(Brief)
In the records below, offset every bounding-box coordinate by -119, rewriting everything from the line containing "BATCH SPEC — Class: perched parrot" down to the line containing "0 48 450 131", both lines included. Keep the request lines as they are, and change only the box coordinates.

(Records for the task)
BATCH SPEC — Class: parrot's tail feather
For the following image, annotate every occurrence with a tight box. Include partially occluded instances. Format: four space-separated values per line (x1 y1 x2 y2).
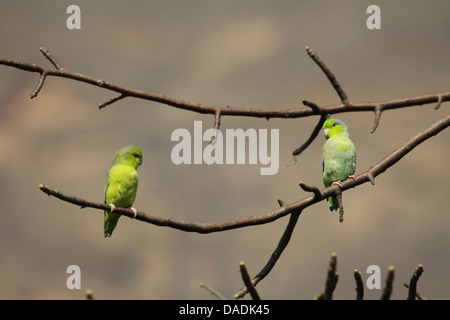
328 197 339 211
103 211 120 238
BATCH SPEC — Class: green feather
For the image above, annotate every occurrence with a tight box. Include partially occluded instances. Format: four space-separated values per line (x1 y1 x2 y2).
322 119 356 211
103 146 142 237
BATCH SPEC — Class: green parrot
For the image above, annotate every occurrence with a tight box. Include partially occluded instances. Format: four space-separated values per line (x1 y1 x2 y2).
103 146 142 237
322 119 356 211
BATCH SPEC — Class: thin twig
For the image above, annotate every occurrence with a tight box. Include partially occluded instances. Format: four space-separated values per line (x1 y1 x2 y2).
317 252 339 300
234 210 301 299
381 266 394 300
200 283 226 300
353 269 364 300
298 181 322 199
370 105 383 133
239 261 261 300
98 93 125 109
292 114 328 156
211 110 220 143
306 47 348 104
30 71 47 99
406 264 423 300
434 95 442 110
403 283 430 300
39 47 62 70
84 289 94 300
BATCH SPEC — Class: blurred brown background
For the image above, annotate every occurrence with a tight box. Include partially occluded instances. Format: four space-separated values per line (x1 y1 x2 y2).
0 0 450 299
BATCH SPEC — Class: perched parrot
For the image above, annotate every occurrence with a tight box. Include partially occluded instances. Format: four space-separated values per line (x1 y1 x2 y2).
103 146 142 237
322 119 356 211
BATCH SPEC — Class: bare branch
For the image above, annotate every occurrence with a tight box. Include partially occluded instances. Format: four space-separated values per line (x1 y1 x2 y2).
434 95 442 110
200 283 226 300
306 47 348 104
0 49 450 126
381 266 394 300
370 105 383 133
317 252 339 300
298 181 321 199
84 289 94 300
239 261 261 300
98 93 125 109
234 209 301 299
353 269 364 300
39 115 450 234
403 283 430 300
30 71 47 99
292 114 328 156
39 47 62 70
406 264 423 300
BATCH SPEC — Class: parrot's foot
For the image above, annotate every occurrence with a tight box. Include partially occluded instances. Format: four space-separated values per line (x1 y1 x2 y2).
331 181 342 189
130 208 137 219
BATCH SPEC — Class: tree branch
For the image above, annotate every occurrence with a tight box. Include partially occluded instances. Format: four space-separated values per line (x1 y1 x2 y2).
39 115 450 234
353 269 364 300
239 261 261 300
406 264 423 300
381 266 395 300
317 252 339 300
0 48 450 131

---

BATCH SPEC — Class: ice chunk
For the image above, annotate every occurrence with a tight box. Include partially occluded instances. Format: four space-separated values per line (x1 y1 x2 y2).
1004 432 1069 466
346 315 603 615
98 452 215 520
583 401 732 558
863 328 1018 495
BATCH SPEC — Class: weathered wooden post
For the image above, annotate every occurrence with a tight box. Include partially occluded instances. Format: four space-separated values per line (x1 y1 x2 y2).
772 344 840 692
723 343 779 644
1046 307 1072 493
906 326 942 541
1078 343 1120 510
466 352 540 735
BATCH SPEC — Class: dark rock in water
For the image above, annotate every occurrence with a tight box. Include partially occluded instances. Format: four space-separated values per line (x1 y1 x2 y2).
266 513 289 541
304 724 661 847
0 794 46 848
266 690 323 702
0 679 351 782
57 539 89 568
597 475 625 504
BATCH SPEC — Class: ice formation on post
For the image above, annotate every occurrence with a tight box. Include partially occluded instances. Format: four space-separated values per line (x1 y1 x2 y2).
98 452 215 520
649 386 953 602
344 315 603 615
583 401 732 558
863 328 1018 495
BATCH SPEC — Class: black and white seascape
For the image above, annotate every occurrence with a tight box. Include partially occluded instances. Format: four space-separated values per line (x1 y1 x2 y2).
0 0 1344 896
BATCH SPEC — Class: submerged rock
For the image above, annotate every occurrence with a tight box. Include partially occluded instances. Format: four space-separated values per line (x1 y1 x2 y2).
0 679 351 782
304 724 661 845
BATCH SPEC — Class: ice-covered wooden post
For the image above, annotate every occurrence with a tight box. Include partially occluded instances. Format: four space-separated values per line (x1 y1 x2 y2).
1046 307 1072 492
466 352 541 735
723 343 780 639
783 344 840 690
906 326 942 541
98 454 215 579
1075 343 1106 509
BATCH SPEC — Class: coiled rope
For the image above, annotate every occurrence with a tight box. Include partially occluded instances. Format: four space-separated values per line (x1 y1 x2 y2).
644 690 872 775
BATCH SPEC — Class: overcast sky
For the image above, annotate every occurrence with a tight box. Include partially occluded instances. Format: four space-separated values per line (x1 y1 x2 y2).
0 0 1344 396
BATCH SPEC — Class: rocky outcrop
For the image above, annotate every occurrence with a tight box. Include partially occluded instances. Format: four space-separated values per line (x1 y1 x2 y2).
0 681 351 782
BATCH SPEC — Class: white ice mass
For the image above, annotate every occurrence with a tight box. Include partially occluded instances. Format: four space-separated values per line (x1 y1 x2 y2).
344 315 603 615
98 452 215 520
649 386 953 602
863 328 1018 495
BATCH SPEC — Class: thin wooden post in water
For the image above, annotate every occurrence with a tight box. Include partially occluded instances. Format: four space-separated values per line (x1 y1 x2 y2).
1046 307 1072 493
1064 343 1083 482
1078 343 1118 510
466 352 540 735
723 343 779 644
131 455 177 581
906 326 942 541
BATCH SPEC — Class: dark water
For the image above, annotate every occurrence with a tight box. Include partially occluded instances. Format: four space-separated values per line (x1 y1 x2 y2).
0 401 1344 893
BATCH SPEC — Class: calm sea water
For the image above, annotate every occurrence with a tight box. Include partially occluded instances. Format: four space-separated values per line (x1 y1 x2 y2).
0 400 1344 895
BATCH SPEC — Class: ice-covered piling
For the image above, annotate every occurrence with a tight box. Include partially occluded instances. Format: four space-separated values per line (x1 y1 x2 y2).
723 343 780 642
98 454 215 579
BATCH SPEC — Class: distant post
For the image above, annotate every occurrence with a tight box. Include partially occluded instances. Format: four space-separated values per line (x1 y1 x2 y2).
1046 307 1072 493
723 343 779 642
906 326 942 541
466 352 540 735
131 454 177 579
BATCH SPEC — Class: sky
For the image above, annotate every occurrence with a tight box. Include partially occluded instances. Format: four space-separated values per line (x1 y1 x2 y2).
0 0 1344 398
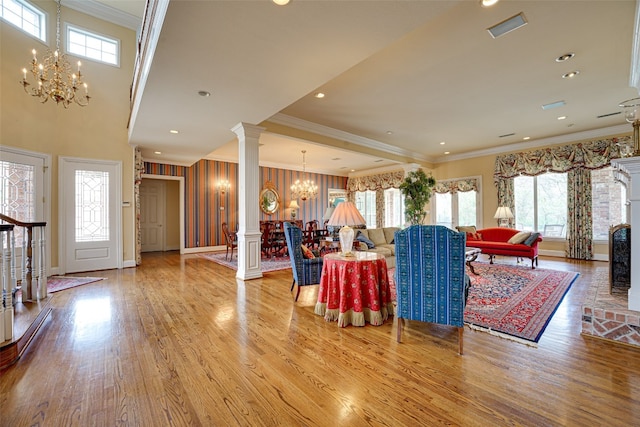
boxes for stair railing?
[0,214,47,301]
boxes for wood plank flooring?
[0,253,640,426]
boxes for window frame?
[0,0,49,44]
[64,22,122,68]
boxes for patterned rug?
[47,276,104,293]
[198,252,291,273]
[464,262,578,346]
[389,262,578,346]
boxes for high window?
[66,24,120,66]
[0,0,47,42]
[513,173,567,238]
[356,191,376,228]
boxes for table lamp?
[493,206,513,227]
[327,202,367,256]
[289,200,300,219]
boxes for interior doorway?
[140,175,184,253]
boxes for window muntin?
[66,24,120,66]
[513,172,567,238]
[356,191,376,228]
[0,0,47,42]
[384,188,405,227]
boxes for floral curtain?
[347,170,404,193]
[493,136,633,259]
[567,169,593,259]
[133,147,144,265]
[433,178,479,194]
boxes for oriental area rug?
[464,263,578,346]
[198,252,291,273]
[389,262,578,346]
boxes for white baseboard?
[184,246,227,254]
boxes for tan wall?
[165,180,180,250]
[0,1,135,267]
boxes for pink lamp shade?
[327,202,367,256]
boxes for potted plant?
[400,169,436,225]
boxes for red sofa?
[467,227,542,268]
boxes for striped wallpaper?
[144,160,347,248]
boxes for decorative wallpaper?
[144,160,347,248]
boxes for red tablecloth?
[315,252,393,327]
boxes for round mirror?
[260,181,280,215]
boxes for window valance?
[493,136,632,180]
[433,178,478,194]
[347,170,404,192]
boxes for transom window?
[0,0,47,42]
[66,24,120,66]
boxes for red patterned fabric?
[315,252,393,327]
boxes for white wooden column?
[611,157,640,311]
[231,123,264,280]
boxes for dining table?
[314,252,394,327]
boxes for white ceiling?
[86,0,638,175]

(Solution for this exercise)
BATCH SPEC — Class: perched parrot
For the image above, annotate every occurrence with a tight box. Include partially occluded instances. Format: four space-separated values per line (x1 y1 x2 y2).
-16 27 23 118
203 0 237 92
BATCH SPEC — Class: bare branch
For the image above, annotate every occurrence with a tight box. Include partially occluded instances. Format: four space-separated values per line (x1 y1 x2 y2).
315 -24 323 -9
81 164 107 181
187 -72 229 -15
-119 -70 331 7
262 147 275 181
251 -14 264 14
198 133 220 181
179 62 202 80
-35 170 -25 181
120 142 142 181
-21 -26 6 -10
115 90 182 180
234 150 245 181
-80 -4 331 115
284 164 311 181
-89 -48 -72 -20
173 -5 209 37
-80 -72 -57 -49
287 145 304 181
BATCH SPEC — Class: parrot's foot
For the image above, annotate every occurrence with a tight box. Include partially occluded instances. Format: four space-separated values per line (x1 y1 x2 y2).
212 62 223 70
11 89 18 100
BATCH SPEC — Class: tree branch
For the image above, annotate every occurrence with a tight box. Include partially occluded instances. Format: four space-separated values per line (x1 y1 x2 y2).
-80 -4 331 115
234 150 245 181
120 142 142 181
287 145 304 181
262 147 276 181
198 133 220 181
-119 -71 331 12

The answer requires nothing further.